* [GIVEN PASSAGE]:
┏━━

Keywords

1 Introduction

In the world of modern life, electricity has turned to be a very mandatory thing since without it every work to be done seems to be impossible. Such kind of mandated life element needs to be conserved and should use it efficiently. The effective usage of electricity is turned to be an unlearned art for both the electricity providers and consumers. On seeing from the side of electricity providers, the major thing that should be considered and regulate is electricity loss [1] occurring while generation and distribution of it. As in [2], the electricity losses can be said as the occurrence of technical loss and non-technical loss. The technical losses are due to machinery problems occurring during the generation of electricity. In the case of non-technical losses [3], loss occurs when there is a chance for incorrect meter reading, improper meter installation and theft [4]. Among them, theft is a very serious issue facing everywhere by the power-producing companies. The electricity theft makes the economy of the government to get degrade as the customer won’t pay the bill that they have actually consumed, which causes the revenue loss that should return as a profit. The impact of loss is not limited to the degradation of power quality [5]. The theft causes load imbalance in the grid that makes the electricity provider not meet the demand needs of that region. The increase in the demand may result in voltage drop, transformer overload, etc., that affect the corresponding power line and in the worst situation, put the life of the public in danger. Hence, the theft in electricity should get detected and vanish.

The theft occurrence can be monitored by the conventional method that is in-person inspection and verification on the customer and their usage by the corresponding authorities but it is very time consuming and can be manipulated by the corrupted people. As an alternate method, the installation of smart meters [6, 7] and implementation of machine learning algorithms [8, 9] come into play.

┗━━

* [GIVEN INFORMATION]:
┏━━

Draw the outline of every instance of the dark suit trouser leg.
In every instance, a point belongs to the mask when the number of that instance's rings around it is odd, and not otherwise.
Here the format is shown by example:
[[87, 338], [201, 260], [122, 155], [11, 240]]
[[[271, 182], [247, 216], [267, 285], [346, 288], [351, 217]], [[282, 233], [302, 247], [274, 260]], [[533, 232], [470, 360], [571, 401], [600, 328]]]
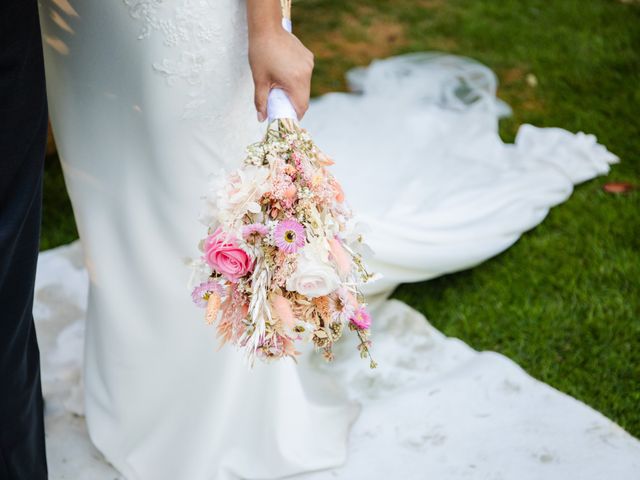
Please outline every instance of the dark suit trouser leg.
[[47, 108], [35, 0], [0, 1], [0, 479], [47, 478], [33, 323]]

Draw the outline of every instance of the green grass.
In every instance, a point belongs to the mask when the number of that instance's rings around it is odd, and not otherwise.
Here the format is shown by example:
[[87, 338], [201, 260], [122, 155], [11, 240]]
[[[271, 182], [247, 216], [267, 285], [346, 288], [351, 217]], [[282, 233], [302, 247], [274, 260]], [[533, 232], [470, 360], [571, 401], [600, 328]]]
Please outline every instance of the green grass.
[[[448, 51], [498, 73], [514, 109], [501, 123], [506, 141], [522, 123], [560, 126], [597, 135], [621, 157], [505, 253], [394, 296], [640, 436], [640, 192], [601, 188], [640, 184], [638, 2], [299, 0], [294, 18], [316, 53], [315, 95], [344, 89], [344, 72], [375, 57]], [[43, 247], [76, 236], [59, 167], [47, 163]]]

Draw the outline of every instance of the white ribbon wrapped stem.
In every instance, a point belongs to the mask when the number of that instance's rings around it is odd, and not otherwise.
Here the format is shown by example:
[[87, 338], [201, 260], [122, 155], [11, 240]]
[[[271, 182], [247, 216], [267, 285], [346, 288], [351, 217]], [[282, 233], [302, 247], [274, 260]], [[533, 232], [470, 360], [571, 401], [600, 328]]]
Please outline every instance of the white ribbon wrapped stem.
[[[291, 20], [283, 17], [282, 27], [287, 32], [291, 32]], [[269, 122], [277, 120], [278, 118], [298, 119], [291, 100], [289, 100], [289, 97], [281, 88], [272, 88], [269, 92], [267, 98], [267, 116], [269, 117]]]

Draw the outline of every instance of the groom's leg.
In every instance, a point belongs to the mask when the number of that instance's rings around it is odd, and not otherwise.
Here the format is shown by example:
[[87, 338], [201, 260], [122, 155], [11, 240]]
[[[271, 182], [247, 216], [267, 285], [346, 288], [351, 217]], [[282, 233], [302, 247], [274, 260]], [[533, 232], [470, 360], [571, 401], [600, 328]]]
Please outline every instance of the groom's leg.
[[0, 1], [0, 479], [47, 478], [31, 313], [47, 108], [36, 0]]

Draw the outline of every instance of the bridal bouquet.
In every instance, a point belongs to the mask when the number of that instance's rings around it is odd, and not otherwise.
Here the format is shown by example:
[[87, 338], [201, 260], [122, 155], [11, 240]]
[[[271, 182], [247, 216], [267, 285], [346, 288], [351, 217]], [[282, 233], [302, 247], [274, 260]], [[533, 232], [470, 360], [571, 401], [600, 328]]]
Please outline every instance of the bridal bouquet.
[[[291, 31], [290, 1], [283, 26]], [[192, 262], [193, 301], [217, 325], [222, 344], [254, 359], [274, 360], [313, 342], [326, 360], [348, 328], [362, 358], [369, 348], [371, 316], [358, 287], [380, 275], [363, 263], [368, 250], [327, 169], [332, 160], [313, 143], [280, 89], [268, 98], [269, 126], [247, 148], [244, 164], [220, 172], [206, 197], [208, 227]]]
[[333, 162], [290, 118], [270, 122], [244, 165], [211, 182], [202, 217], [208, 235], [193, 262], [194, 302], [222, 343], [249, 361], [292, 357], [311, 341], [327, 360], [345, 331], [371, 359], [371, 316], [358, 286], [374, 276]]

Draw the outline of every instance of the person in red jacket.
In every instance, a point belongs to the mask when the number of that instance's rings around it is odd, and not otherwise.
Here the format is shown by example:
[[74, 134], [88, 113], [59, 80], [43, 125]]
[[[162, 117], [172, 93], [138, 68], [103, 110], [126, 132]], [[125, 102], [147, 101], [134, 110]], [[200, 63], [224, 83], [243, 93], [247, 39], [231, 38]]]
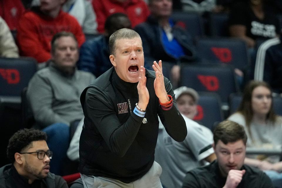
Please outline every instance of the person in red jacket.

┗━━

* [GIVEN TASK]: Copy everything from "The theft occurrence" down to "come into play." in the electricity theft passage, keeping the wording unchanged.

* [RESULT FOR THIS TASK]:
The theft occurrence can be monitored by the conventional method that is in-person inspection and verification on the customer and their usage by the corresponding authorities but it is very time consuming and can be manipulated by the corrupted people. As an alternate method, the installation of smart meters [6, 7] and implementation of machine learning algorithms [8, 9] come into play.